**WHAT TO PRODUCE:**
Can you continue the passage on verifying signatures for school board recall petitions, starting right after its final sentence?

**DOCUMENT TEXT:**
==========

F.The minimum number of verified signatures needed to validate a petition is thirty-three and one-third percent of the number of registered voters who voted for the school board position of the named member at the last preceding school board election.
The “entire line” on the form described in Section 22-7-10(D) is set forth in Section 22-7-6 and provides:
Usual Name printed Address as City Date
signature As registered Registered
Read in conjunction with Section 22-7-9, it is clear that the purpose of Section 22-7-10 is to assist a county clerk in verifying signatures and to assist a superintendent in determining if there are sufficient signatures to initiate a special recall election. The requirements of Section 22-7-10(D) (incorporating Section 22-7-6) that a signer’s name be “printed as registered,” that his “address” be listed “as registered,” and that his “city” be listed were obviously intended to enable a county clerk to determine whether the signer is “a registered voter of the county and of the school district” listed on the petition as required by Section 22-7-10(E)(l). The requirement of a “usual signature” enables a county clerk to verify that the person signing is “the person whose name appears on the recall petition.” § 22-7-10(E)(3). Thus, where the information contained in the petition substantially complies with Section 22-7-10(D) and is sufficient to allow the county clerk to verify that the signer is a registered voter of the county and school district and that he is the person whose name is on the petition, the “entire line” shall be considered “filled in full.” 1 See Montoya v. Lopez, 99 N.M. 448, 659 P.2d 900 (1983). One exception is that failure to list the “date” of signature shall result in exclusion of the signature because the superintendent will be unable to determine whether the signature was signed “prior to the initiation date.” § 22-7-10(A).
The superintendent, upon receipt of the verified signatures, must determine whether those verified signatures are sufficient to require a special recall election. In so doing, a superintendent must exclude those signatures without a date, § 22-7-10(A), those signatures which have expired as a matter of law, § 22-7-10(B), and those signatures which a county clerk finds do not meet the requirements of Section 22-7-10(E)(1) and (3). Where a person signs a petition more than once, contrary to Section 22-7-10(C) and (E)(2), the superintendent shall count the multiple signatures as one signature.

==========

**GIVEN ENTRIES:**

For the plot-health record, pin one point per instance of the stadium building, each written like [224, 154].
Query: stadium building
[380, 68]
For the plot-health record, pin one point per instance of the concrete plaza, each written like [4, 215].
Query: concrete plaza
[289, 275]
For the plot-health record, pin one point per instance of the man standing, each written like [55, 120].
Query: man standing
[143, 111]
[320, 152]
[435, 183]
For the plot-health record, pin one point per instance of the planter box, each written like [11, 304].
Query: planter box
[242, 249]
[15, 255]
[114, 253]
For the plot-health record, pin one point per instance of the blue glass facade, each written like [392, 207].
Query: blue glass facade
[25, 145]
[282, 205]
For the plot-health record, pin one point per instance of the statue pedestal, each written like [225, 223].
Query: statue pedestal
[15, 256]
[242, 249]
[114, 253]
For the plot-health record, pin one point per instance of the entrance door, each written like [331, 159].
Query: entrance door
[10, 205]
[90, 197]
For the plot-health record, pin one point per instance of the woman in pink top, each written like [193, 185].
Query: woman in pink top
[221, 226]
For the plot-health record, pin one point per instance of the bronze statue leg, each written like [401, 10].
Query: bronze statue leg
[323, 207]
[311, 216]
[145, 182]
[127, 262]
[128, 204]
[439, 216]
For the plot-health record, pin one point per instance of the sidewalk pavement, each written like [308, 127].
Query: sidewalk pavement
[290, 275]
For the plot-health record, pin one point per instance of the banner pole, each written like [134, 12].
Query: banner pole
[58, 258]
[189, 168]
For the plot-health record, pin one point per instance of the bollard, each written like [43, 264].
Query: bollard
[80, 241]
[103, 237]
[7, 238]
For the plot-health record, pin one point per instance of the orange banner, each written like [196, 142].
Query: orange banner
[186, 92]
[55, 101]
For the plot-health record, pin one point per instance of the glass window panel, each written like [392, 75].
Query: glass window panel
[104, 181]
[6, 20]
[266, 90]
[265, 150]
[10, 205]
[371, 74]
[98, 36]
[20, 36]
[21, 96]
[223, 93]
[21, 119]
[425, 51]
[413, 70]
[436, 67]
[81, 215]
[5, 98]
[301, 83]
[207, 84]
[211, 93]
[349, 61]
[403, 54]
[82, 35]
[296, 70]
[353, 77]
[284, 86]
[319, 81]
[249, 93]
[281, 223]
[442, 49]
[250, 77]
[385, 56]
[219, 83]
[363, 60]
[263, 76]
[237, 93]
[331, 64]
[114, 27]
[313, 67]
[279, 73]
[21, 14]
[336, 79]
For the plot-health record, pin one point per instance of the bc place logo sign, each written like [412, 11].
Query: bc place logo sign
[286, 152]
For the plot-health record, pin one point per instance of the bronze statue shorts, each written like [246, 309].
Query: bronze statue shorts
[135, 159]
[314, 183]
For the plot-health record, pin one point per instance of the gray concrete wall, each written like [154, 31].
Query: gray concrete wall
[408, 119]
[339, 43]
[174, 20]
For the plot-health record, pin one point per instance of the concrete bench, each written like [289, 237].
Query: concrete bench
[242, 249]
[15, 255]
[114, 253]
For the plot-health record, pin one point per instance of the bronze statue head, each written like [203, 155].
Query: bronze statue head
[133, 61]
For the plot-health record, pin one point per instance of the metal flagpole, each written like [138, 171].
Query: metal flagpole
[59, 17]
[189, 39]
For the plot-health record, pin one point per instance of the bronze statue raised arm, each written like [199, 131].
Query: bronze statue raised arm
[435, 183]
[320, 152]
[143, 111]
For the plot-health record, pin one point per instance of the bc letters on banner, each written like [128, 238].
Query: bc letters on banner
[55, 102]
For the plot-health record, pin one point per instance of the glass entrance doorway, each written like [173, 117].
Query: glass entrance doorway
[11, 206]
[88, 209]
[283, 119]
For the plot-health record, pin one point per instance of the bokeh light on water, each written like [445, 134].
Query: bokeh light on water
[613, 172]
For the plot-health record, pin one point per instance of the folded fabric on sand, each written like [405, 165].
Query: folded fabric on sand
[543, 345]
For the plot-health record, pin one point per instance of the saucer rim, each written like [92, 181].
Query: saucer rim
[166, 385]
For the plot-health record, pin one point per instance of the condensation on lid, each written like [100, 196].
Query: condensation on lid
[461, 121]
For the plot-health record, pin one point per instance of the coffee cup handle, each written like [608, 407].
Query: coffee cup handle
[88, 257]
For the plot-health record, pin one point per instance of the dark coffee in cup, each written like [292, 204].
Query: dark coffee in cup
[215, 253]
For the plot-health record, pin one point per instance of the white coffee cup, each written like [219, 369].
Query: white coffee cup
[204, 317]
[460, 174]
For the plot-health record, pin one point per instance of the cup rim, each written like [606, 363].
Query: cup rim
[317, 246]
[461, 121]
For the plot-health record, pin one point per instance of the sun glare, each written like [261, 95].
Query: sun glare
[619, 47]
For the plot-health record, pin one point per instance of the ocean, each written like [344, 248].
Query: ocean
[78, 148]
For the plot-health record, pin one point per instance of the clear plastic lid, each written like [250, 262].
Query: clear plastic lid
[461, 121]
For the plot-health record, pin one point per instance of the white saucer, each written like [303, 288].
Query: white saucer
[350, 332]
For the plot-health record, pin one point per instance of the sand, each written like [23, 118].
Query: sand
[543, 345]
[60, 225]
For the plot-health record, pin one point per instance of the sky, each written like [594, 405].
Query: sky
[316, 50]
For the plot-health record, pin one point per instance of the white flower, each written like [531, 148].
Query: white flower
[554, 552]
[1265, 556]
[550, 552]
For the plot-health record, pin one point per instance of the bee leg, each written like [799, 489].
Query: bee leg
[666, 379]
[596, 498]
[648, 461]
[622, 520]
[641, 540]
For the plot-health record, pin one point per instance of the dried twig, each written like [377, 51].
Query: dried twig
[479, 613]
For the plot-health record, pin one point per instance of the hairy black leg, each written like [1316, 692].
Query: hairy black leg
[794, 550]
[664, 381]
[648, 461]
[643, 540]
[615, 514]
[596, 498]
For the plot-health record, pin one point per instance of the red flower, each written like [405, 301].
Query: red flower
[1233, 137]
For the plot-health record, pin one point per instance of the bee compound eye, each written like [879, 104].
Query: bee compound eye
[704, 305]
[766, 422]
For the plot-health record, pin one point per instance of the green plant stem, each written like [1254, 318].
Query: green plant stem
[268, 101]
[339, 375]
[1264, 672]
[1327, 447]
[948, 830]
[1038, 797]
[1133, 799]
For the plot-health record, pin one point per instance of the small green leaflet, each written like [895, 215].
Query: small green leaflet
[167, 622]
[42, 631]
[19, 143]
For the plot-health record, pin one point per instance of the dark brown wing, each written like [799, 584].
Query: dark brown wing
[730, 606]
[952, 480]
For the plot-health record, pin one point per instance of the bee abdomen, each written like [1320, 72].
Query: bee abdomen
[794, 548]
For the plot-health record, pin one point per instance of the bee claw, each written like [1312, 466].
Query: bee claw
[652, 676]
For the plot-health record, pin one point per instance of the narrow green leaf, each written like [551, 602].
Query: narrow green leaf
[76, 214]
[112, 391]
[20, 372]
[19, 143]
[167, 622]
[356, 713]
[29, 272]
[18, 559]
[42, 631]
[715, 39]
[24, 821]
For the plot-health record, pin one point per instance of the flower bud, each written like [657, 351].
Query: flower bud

==========

**RESPONSE BOX:**
In the present case, the record shows that respondent did not count several signatures because the line was not “filled in full” (i.e., the name was not “printed as registered,” the “city” was not listed, or the “date” was not listed). In accordance with our analysis of Sections 22-7-9 and 22-7-10, we determine that it was proper for respondent to exclude those signatures not listing a date. However, we determine that respondent’s exclusion of signatures with names not “printed as registered” or with “city” not listed was inconsistent with the purpose of Section 22-7-10(D) and was therefore improper.
We have reviewed the petitions and determine that after excluding the signatures of individuals who petitioned to have their names withdrawn and after excluding the signatures that failed to meet the requirements of Section 22-7-10, there are 225 valid signatures to recall Robinson and 236 valid signatures to recall Vackar. We therefore conclude that there are sufficient signatures to initiate procedures for a special recall election of Robinson and Vackar.
The judgment of the district court is affirmed in part, reversed in part, and the case is remanded for the district court to set the date for the special recall election of Robinson and Vackar.
IT IS SO ORDERED.
STOWERS and WALTERS, JJ., concur.. We recognize that Catron county is a relatively small county and that the clerk there may require little information to verify registered voters. The clerk of a larger county {e.g., Bernalillo county) may require more information to do so.